What is asked: Return every line of the records that contains the word "wooden", matching case exactly.

Provided entries:

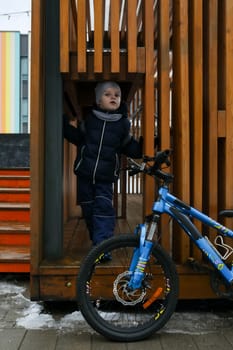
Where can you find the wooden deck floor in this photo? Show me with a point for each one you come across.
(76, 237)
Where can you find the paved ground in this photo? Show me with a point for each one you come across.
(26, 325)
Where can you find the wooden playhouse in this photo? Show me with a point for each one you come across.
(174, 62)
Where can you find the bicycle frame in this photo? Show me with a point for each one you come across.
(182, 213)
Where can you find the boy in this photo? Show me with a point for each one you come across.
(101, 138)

==

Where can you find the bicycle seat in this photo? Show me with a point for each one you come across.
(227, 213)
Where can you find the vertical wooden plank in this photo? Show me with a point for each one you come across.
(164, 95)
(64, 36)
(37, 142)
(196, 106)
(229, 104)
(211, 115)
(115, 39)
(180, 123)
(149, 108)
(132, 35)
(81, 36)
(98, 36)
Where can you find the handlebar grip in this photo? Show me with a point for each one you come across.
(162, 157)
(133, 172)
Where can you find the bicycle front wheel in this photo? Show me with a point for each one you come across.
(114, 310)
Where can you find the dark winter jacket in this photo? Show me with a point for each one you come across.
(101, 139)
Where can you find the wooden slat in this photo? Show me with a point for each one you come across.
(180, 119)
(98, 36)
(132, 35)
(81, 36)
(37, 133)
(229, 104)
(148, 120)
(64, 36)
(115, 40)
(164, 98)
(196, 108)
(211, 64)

---

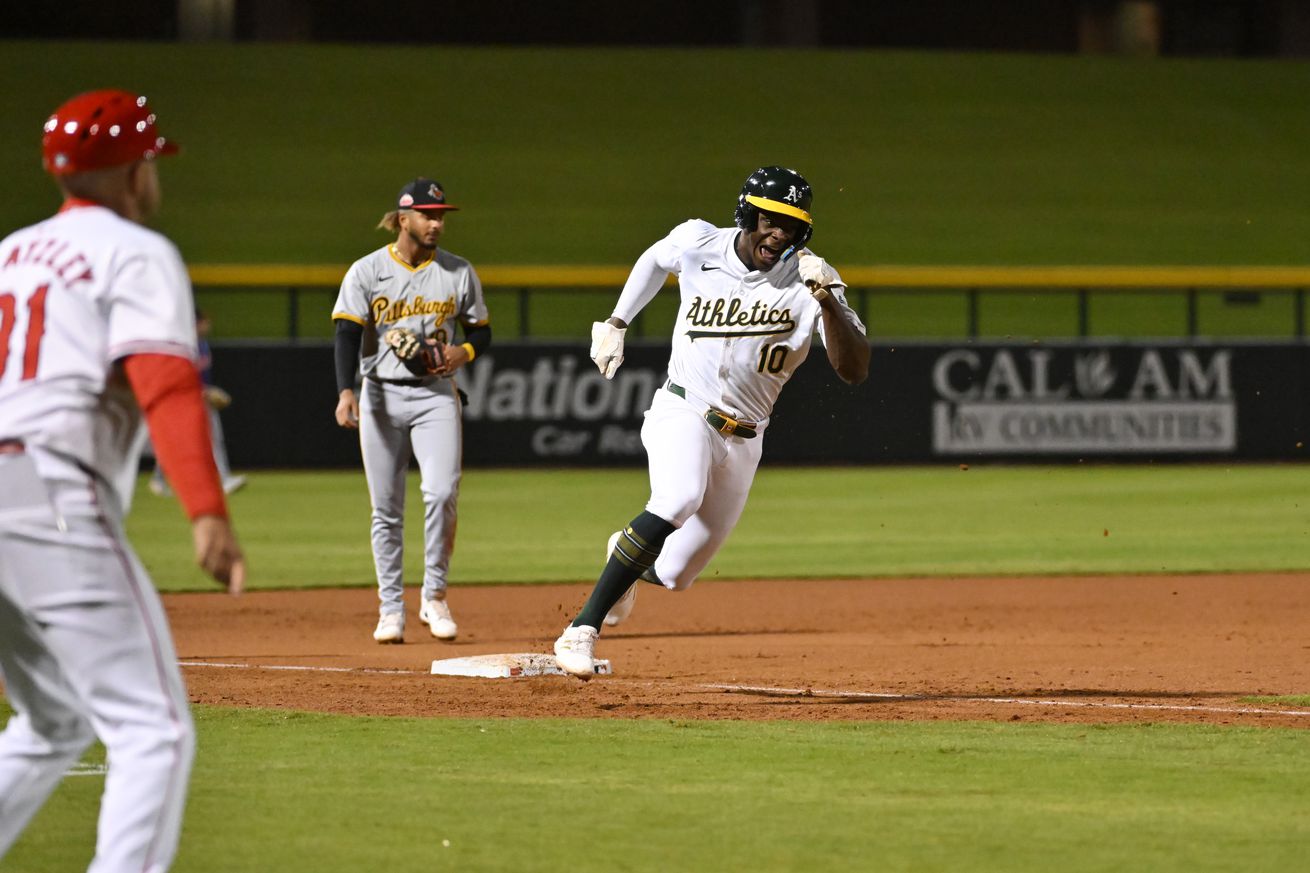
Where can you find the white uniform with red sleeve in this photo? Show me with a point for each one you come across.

Task result:
Where can you find the wooden deck floor in this photo? Show me with a point for each one you come across.
Where can you find the wooden playhouse in this photo? Show me with a point for each one you come across.
Where can you find the vertical wooden plank in this photo? Show me with a point for each one you come across.
Where can you find the wooden slat in this photo? Show me with a point for each one you come across.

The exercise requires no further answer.